Activity:
In the records below, count every line containing "woman". Reply with the number only.

Material shown:
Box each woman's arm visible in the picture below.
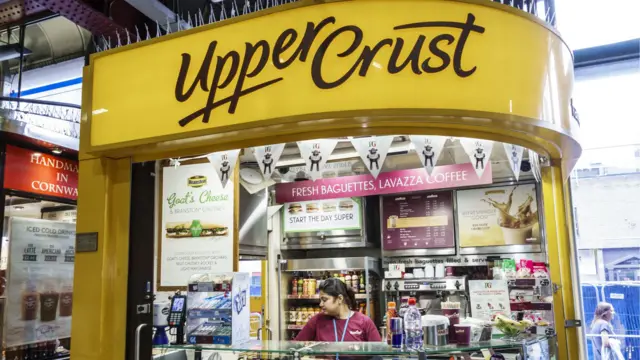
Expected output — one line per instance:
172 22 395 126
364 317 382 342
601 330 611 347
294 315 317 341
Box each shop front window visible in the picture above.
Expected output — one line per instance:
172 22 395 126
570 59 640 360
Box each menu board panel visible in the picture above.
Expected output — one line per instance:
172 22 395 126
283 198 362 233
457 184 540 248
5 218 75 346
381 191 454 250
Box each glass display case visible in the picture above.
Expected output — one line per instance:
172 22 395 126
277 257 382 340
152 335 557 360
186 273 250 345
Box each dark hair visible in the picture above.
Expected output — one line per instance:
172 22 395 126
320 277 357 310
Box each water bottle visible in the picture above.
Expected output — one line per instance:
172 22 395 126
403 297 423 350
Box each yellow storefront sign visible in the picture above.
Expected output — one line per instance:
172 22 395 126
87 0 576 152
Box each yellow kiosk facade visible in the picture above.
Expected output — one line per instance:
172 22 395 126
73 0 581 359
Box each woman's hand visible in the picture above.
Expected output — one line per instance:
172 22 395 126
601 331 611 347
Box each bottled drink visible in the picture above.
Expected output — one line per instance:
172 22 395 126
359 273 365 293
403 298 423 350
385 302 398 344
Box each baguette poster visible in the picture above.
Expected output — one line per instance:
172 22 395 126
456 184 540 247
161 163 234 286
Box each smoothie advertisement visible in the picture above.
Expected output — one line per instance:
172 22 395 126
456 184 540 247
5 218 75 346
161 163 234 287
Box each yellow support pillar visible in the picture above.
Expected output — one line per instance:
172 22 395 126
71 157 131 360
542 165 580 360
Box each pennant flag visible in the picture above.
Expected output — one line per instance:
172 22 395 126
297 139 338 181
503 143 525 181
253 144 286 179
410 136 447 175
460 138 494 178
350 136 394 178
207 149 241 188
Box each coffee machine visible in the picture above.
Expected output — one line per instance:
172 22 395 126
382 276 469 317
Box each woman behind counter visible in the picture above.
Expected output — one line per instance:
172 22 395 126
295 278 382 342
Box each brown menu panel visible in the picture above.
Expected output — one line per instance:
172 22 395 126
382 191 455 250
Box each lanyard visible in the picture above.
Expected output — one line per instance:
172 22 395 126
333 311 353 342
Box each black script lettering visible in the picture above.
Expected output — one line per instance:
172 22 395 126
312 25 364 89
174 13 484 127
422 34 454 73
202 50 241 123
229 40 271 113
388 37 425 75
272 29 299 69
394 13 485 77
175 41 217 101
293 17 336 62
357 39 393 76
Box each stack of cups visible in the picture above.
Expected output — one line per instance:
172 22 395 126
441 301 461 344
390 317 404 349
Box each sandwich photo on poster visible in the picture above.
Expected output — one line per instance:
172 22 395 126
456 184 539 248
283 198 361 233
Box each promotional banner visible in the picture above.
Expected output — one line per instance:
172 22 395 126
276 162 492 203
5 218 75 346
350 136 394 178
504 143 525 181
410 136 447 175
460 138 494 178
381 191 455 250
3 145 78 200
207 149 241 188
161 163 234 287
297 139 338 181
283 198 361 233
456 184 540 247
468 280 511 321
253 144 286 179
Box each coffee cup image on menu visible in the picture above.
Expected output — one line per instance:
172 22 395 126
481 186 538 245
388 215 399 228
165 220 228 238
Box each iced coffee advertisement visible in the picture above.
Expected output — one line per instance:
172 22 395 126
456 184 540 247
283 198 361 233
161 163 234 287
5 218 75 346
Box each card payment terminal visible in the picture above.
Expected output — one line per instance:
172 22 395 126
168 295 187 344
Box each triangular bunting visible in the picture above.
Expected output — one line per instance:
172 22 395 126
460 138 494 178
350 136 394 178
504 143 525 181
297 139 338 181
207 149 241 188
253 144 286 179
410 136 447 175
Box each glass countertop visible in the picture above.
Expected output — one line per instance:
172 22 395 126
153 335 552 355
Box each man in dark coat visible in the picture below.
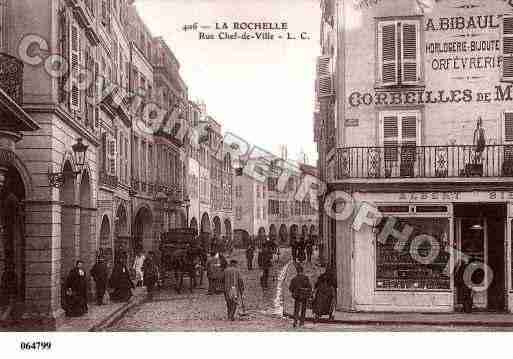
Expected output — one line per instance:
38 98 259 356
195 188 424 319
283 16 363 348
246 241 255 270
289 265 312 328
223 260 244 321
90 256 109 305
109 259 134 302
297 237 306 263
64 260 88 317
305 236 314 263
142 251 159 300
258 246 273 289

Result below:
3